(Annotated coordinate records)
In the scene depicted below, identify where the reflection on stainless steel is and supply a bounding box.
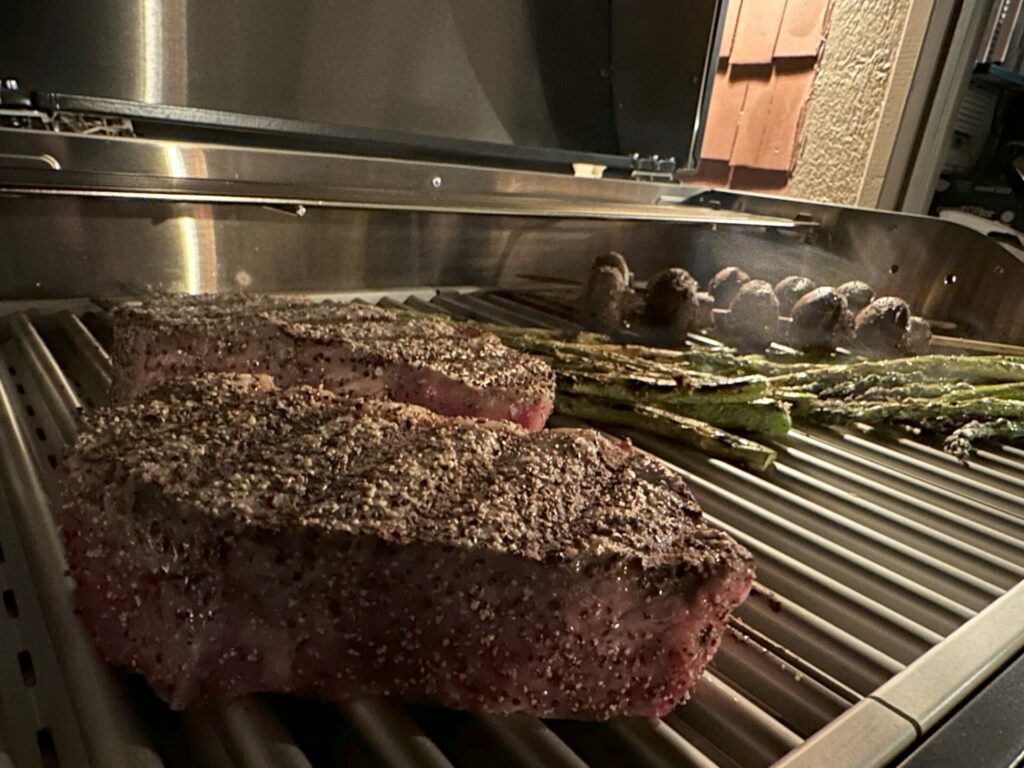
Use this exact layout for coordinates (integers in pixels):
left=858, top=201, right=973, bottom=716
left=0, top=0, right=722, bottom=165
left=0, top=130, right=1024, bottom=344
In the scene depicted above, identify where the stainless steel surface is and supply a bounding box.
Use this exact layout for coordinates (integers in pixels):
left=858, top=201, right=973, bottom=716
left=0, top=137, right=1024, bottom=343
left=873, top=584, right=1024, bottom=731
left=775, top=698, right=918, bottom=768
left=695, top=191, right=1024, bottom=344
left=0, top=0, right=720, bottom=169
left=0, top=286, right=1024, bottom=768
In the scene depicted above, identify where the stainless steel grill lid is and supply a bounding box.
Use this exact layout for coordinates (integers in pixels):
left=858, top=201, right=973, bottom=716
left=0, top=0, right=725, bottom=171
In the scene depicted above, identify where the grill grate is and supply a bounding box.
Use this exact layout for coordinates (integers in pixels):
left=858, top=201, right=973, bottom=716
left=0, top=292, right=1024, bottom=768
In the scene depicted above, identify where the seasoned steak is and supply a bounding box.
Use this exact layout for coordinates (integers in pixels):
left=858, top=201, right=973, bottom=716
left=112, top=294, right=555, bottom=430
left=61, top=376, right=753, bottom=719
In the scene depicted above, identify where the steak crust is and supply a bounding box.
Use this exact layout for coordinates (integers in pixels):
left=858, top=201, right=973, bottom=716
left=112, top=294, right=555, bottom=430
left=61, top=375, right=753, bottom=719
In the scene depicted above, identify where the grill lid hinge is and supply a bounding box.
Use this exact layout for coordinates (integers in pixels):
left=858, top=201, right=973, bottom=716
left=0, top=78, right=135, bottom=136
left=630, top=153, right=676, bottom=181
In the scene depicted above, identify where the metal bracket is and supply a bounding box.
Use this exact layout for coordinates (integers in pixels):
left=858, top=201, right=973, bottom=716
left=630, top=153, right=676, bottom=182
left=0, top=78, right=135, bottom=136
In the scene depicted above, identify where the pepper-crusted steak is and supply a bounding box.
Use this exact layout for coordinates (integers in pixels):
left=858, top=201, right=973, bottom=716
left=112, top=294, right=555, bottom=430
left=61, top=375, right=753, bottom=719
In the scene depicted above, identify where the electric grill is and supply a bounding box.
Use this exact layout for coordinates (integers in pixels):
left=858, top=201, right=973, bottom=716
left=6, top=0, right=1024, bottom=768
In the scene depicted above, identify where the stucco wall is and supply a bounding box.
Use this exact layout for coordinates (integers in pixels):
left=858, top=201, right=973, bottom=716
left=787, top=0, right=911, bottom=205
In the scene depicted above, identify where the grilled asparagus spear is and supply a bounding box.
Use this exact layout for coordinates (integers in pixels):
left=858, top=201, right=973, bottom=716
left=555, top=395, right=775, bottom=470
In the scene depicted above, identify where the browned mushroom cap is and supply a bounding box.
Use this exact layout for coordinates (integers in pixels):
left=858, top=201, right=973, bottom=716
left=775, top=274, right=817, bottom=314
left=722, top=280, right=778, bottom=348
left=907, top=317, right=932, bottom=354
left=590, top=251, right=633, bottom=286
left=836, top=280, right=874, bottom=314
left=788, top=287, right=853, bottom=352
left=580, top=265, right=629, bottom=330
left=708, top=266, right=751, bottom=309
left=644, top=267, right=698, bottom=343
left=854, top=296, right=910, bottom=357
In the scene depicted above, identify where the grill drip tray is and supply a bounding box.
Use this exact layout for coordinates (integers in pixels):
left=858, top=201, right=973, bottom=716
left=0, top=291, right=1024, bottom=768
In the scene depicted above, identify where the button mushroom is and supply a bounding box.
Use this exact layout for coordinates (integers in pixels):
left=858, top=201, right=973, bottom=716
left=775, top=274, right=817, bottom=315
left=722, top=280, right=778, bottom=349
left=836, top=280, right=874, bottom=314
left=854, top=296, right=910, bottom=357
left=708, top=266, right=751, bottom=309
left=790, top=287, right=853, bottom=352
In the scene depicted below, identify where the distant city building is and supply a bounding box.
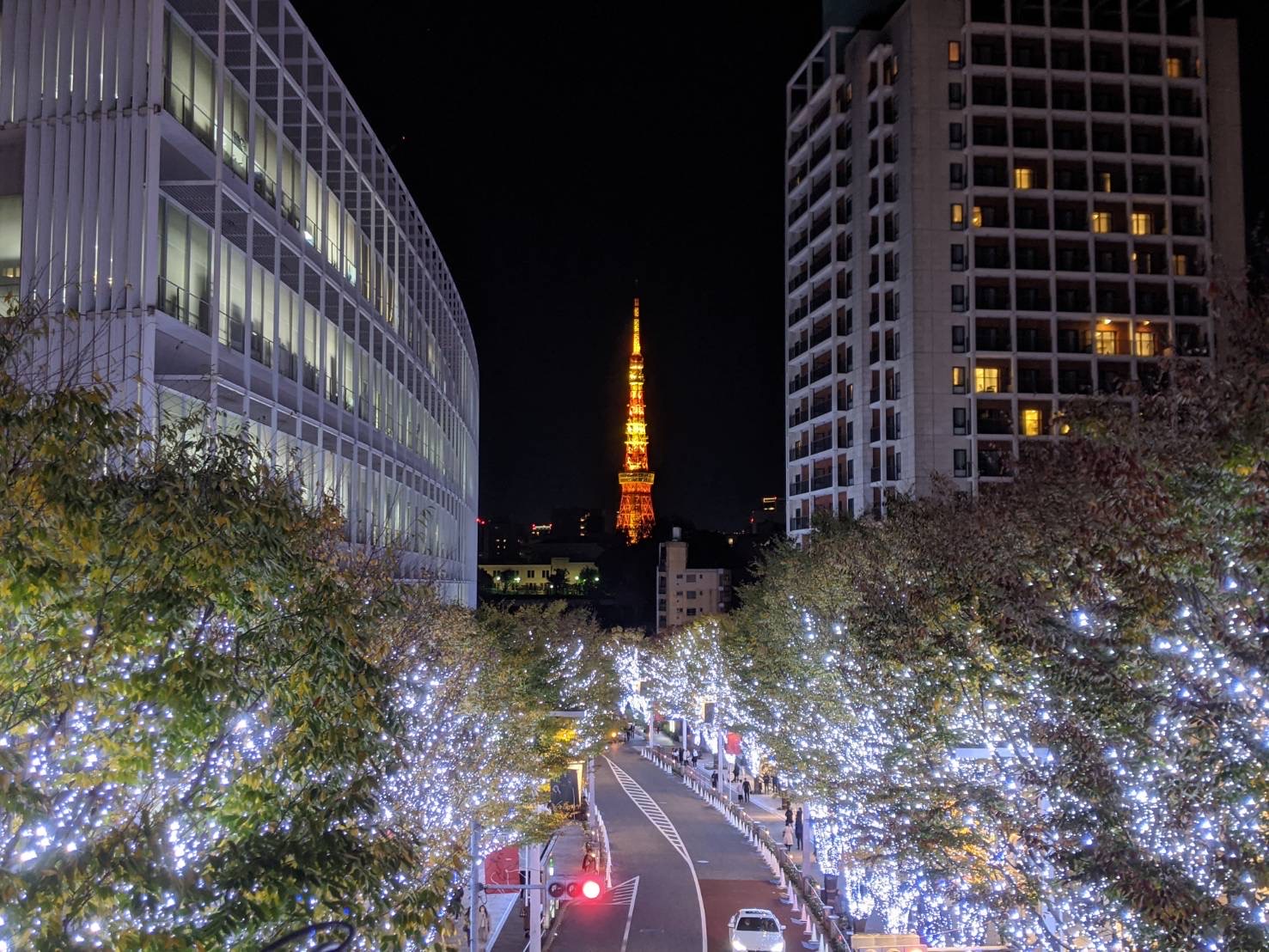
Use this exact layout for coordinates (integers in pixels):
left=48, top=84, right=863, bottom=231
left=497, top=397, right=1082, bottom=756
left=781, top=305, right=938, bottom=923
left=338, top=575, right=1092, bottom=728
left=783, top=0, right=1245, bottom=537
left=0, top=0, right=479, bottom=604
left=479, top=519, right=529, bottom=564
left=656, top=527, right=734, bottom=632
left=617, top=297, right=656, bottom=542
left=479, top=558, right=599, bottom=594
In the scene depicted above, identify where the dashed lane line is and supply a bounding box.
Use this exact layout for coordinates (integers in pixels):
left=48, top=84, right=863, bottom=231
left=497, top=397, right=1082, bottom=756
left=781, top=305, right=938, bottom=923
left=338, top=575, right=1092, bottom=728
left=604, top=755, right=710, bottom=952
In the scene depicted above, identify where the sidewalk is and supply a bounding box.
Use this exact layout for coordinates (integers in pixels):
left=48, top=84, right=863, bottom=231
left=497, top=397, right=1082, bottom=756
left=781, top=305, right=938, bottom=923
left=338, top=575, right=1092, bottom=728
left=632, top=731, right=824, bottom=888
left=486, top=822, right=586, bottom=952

■ **Direction**
Format the lines of the records from the one containing "In the scene depicted above, identify where the browned" through the one containing "left=790, top=287, right=853, bottom=352", inclusive, as a Markdown table. Use the columns No. and Text, number the rows in order, and leave out blank lines.

■ **Answer below**
| No. | Text |
|---|---|
| 1 | In the scene depicted above, identify where the browned mushroom cap is and supply a bounding box. |
| 2 | Use this exact layout for coordinates (integers in pixels): |
| 3 | left=858, top=201, right=973, bottom=716 |
| 4 | left=775, top=274, right=817, bottom=314 |
| 5 | left=722, top=280, right=778, bottom=348 |
| 6 | left=907, top=317, right=932, bottom=354 |
| 7 | left=590, top=251, right=633, bottom=286 |
| 8 | left=836, top=280, right=874, bottom=314 |
| 9 | left=788, top=287, right=853, bottom=352 |
| 10 | left=580, top=265, right=629, bottom=330 |
| 11 | left=708, top=266, right=751, bottom=309 |
| 12 | left=644, top=267, right=698, bottom=343 |
| 13 | left=854, top=296, right=910, bottom=357 |
| 14 | In the scene depicted above, identify where the grill drip tray is and supply a bounding box. |
| 15 | Use this exact layout for coordinates (integers in pixels): |
| 16 | left=858, top=201, right=973, bottom=716 |
| 17 | left=0, top=291, right=1024, bottom=768 |
| 18 | In the scene depicted above, identify where the button mushroom is and supply a bounding box. |
| 19 | Use this exact layout for coordinates (integers in pixels): |
| 20 | left=858, top=201, right=973, bottom=716 |
| 21 | left=775, top=274, right=817, bottom=315 |
| 22 | left=722, top=280, right=778, bottom=349 |
| 23 | left=836, top=280, right=874, bottom=314 |
| 24 | left=854, top=296, right=910, bottom=357 |
| 25 | left=708, top=266, right=751, bottom=309 |
| 26 | left=790, top=287, right=853, bottom=352 |